>> Begin DATA PROVIDED

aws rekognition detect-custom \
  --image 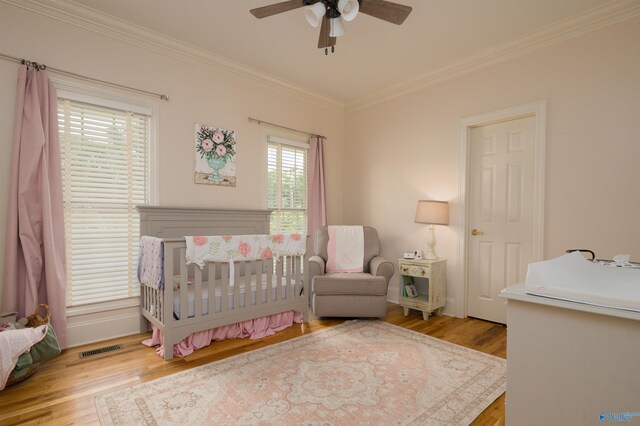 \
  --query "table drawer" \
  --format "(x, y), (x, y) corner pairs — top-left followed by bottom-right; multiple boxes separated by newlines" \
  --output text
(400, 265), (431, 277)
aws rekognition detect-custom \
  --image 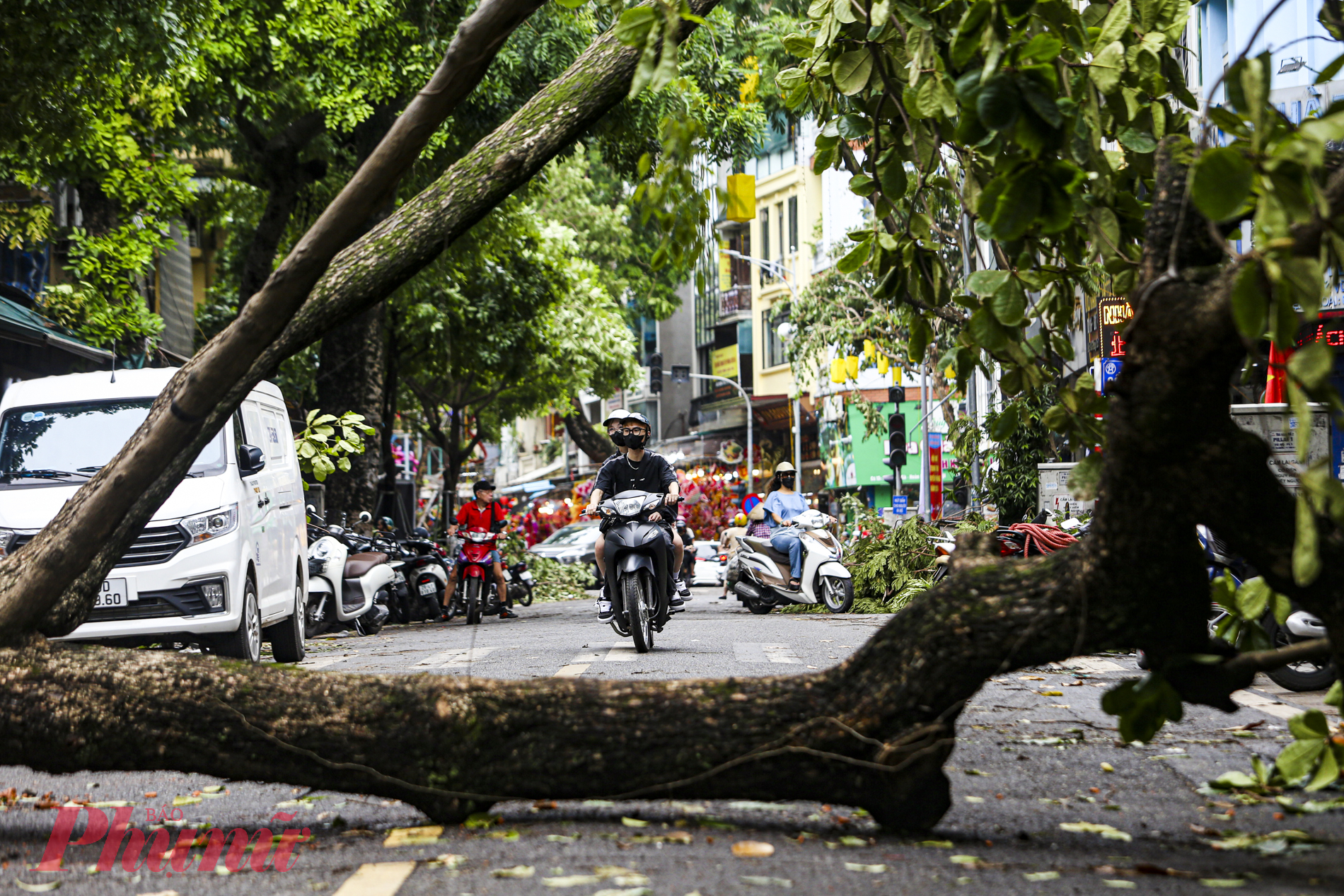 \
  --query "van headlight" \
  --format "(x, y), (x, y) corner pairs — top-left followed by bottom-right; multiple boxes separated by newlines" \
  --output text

>> End DATA PROVIDED
>> Begin DATA PROVIDED

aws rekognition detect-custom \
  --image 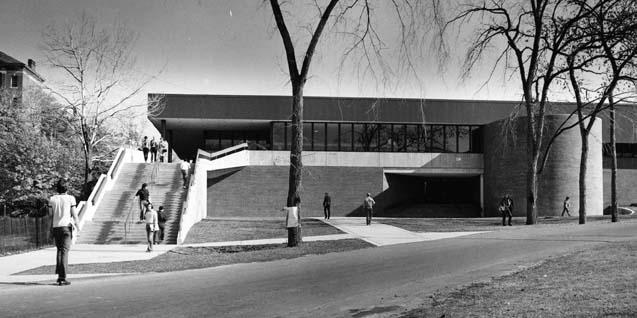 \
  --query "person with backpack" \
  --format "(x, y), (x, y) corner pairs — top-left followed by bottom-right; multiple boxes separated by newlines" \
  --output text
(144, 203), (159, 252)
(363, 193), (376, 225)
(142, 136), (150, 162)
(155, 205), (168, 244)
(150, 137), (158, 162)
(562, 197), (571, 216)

>> End DATA PROVIDED

REQUIRED TASK ::
Return every line of the records that contains the string "query", copying each line in full.

WRITTEN ANSWER ::
  --query "table drawer" \
  --query "van headlight" \
  --query "person with backpack" \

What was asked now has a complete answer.